The request:
Copy the records below line for line, without changing anything, and leave the pictures out of your answer.

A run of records
■ ■ ■ ■ ■
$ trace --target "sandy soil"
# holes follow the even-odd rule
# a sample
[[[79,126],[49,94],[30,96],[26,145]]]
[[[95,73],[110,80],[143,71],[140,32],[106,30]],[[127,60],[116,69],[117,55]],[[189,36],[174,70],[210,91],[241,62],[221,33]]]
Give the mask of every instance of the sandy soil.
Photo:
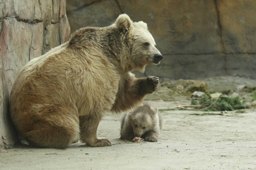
■ ■ ■ ■ ■
Result below:
$ trace --target "sandy soil"
# holes follow the even-odd rule
# a sample
[[[79,126],[49,94],[30,96],[26,145]]]
[[[95,73],[110,80],[143,71],[140,32],[106,30]],[[127,60],[116,69],[117,55]],[[189,36],[174,70],[210,91],[241,62],[221,33]]]
Give the mask of every instance of the sandy soil.
Photo:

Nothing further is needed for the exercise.